## Direction
Print verbatim the lines of the entries from the one containing "Label the man's" to the last, inclusive, and no others.
|---|
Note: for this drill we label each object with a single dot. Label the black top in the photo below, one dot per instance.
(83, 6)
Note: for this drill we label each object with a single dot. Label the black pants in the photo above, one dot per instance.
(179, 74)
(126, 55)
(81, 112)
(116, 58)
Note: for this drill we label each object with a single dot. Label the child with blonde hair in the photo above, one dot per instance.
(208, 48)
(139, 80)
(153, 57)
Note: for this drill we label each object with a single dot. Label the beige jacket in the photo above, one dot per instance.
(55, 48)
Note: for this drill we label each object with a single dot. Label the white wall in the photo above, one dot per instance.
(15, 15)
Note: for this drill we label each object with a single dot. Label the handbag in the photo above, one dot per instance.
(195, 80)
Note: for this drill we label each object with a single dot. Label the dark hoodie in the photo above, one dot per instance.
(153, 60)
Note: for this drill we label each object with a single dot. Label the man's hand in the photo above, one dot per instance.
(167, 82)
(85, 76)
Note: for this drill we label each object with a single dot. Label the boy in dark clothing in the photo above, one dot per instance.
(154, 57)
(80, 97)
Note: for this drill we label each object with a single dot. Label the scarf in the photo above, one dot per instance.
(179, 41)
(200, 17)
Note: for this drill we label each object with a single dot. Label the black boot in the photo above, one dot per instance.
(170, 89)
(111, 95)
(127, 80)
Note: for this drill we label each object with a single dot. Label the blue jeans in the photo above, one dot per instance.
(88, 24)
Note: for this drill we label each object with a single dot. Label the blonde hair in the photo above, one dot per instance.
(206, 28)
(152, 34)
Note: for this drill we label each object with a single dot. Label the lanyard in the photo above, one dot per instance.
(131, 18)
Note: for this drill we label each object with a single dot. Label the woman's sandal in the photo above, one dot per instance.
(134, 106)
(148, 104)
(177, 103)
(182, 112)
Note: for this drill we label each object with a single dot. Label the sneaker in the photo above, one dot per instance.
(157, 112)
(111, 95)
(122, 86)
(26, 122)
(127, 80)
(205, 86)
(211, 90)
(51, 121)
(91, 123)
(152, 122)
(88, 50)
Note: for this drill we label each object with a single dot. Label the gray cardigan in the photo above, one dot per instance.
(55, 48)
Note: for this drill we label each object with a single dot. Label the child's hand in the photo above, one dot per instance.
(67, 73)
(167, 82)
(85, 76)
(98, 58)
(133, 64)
|---|
## Solution for this problem
Note: for this drill we label each object with a single dot. Label the man's hand in the photo above, one dot per instance.
(167, 82)
(85, 76)
Note: for this drill we label each object with a single dot. Label the boy in dark clothing in the photo above, one dot per instance.
(154, 57)
(80, 97)
Note: for this drill we label each object with a single dot. Label the scarf in the photo above, one dot per instance.
(179, 41)
(200, 17)
Note: for this drill we label each object with a single dot. Label the black boot in the photo above, one dot per instance.
(170, 89)
(111, 95)
(127, 80)
Note: for this drill we label each object with a single dot. Label the blue jeans in the photo above, one dot per instance.
(88, 24)
Note: for this drill we label each object with a single dot. Label the blonde hair in the photo above, one dot per instance.
(206, 28)
(152, 34)
Note: for this drill we label each object with a single dot. Label the lanyard in the photo above, one dot per instance.
(131, 18)
Note: for this drill we label each object with a single dot. Label the woman's sandal in the photo above, one dot per instance.
(134, 106)
(148, 104)
(177, 103)
(182, 112)
Note: for this drill we label each object with a single dot. Label the sneaker in the photo above, one dot per instance.
(157, 112)
(111, 95)
(122, 86)
(26, 122)
(127, 80)
(205, 86)
(211, 90)
(51, 121)
(91, 123)
(152, 122)
(88, 50)
Note: for this drill we label each object with a single dot. Label the gray cardigan in the photo above, one dot per instance.
(55, 48)
Note: for this drill we label each object with a single dot. Label the child's hand in the photo above, one dot per instance.
(67, 73)
(167, 82)
(85, 76)
(98, 58)
(133, 64)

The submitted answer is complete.